● **WHAT IS EXPECTED**:
Copy each line of the following data that contains "provide".

● **ENTRIES SHOWN**:
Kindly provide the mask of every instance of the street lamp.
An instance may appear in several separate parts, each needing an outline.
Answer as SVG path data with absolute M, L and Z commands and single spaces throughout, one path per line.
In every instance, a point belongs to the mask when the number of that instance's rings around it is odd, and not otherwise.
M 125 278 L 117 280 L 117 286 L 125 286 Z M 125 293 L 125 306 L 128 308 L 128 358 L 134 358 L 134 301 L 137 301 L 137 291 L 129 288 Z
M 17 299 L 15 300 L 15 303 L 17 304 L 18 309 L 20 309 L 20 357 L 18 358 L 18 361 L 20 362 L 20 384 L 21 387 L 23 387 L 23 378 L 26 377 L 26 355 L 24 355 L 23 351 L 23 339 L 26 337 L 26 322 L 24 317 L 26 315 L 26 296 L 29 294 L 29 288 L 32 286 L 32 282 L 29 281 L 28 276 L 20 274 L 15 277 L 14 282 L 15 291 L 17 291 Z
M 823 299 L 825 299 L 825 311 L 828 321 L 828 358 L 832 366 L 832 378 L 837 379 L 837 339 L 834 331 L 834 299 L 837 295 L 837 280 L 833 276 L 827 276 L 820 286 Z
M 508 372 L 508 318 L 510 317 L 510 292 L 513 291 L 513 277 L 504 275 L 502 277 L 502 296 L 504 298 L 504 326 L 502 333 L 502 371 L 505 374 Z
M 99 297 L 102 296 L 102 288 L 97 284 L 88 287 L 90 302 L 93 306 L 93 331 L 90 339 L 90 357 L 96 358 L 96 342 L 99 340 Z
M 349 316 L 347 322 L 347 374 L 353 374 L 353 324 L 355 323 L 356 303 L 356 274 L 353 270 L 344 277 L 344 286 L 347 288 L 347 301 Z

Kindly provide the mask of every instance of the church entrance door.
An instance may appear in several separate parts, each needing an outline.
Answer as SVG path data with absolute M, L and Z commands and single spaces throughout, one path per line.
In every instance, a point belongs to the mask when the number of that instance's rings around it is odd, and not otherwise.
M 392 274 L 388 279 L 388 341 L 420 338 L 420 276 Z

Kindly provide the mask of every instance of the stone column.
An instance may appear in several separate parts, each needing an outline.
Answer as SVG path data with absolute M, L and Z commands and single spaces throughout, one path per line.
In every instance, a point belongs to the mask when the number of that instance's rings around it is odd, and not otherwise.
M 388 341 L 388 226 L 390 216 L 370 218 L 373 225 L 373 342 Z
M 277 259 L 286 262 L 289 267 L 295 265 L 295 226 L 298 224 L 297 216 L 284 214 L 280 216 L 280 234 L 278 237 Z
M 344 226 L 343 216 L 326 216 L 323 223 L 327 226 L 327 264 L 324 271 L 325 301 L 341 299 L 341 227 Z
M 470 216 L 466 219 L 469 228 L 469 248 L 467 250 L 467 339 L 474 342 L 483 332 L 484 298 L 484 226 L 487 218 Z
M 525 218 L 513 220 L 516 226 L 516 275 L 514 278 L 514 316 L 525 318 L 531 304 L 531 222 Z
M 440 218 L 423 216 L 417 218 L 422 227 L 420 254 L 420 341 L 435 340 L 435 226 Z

● **ANSWER SECTION**:
Kindly provide the mask of every instance of the street lamp.
Kindly provide the mask of every instance of the church entrance door.
Kindly provide the mask of every instance of the stone column.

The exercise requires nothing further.